__Given text__.
Re: Hot Standby Feedback should default to on in 9.3+

Lists: pgsql-hackers
From: "Kevin Grittner" <kgrittn(at)mail(dot)com>
To: "Claudio Freire" <klaussfreire(at)gmail(dot)com>
Cc: "Heikki Linnakangas" <hlinnakangas(at)vmware(dot)com>,"Andres Freund" <andres(at)2ndquadrant(dot)com>, "PostgreSQL-Dev" <pgsql-hackers(at)postgresql(dot)org>
Subject: Re: Hot Standby Feedback should default to on in 9.3+
Date: 2012-11-30 21:20:38
Message-ID: 20121130212038.69310@gmx.com
Views: Raw Message | Whole Thread | Download mbox | Resend email
Lists: pgsql-hackers

Claudio Freire wrote:

>> With what setting of max_standby_streaming_delay? I would rather
>> default that to -1 than default hot_standby_feedback on. That
>> way what you do on the standby only affects the standby.
>
> 1d

Was there actually a transaction hanging open for an entire day on
the standby? Was it a query which actually ran that long, or an
ill-behaved user or piece of software?

I have most certainly managed databases where holding up vacuuming
on the source would cripple performance to the point that users
would have demanded that any other process causing it must be
immediately canceled. And canceling it wouldn't be enough at that
point -- the bloat would still need to be fixed before they could
work efficiently.

-Kevin


From: Claudio Freire <klaussfreire(at)gmail(dot)com>
To: Kevin Grittner <kgrittn(at)mail(dot)com>
Cc: Heikki Linnakangas <hlinnakangas(at)vmware(dot)com>, Andres Freund <andres(at)2ndquadrant(dot)com>, PostgreSQL-Dev <pgsql-hackers(at)postgresql(dot)org>
Subject: Re: Hot Standby Feedback should default to on in 9.3+
Date: 2012-11-30 21:40:27
Message-ID: CAGTBQpb=yTM2BiByzzrP+1+hRtHM7jPeSKSZY7WYAmiAYFWcRg@mail.gmail.com
Views: Raw Message | Whole Thread | Download mbox | Resend email
Lists: pgsql-hackers

On Fri, Nov 30, 2012 at 6:20 PM, Kevin Grittner <kgrittn(at)mail(dot)com> wrote:
> Claudio Freire wrote:
>
>>> With what setting of max_standby_streaming_delay? I would rather
>>> default that to -1 than default hot_standby_feedback on. That
>>> way what you do on the standby only affects the standby.
>>
>> 1d
>
> Was there actually a transaction hanging open for an entire day on
> the standby? Was it a query which actually ran that long, or an
> ill-behaved user or piece of software?

No, and if there was, I wouldn't care for it to be cancelled.

__Dataset__.
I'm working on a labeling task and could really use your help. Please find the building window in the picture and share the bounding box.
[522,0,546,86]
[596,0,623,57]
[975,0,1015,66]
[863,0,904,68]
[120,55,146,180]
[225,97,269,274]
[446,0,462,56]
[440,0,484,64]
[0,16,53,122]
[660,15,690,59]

__Work to do__.
[a] Answer these questions about the mailing-list thread:
(i) What value did Claudio Freire give for max_standby_streaming_delay?
(ii) According to Kevin Grittner, what would still need to be fixed even after the process was canceled?
(iii) On what date and at what time was Claudio Freire's reply sent?
[b] Echo every line of the entries that follow the mailing-list thread, with no changes.

__Outputs for the tasks__.
[a]
(i) 1d
(ii) The bloat
(iii) 2012-11-30 at 21:40:27

[b]
I'm working on a labeling task and could really use your help. Please find the building window in the picture and share the bounding box.
[522,0,546,86]
[596,0,623,57]
[975,0,1015,66]
[863,0,904,68]
[120,55,146,180]
[225,97,269,274]
[446,0,462,56]
[440,0,484,64]
[0,16,53,122]
[660,15,690,59]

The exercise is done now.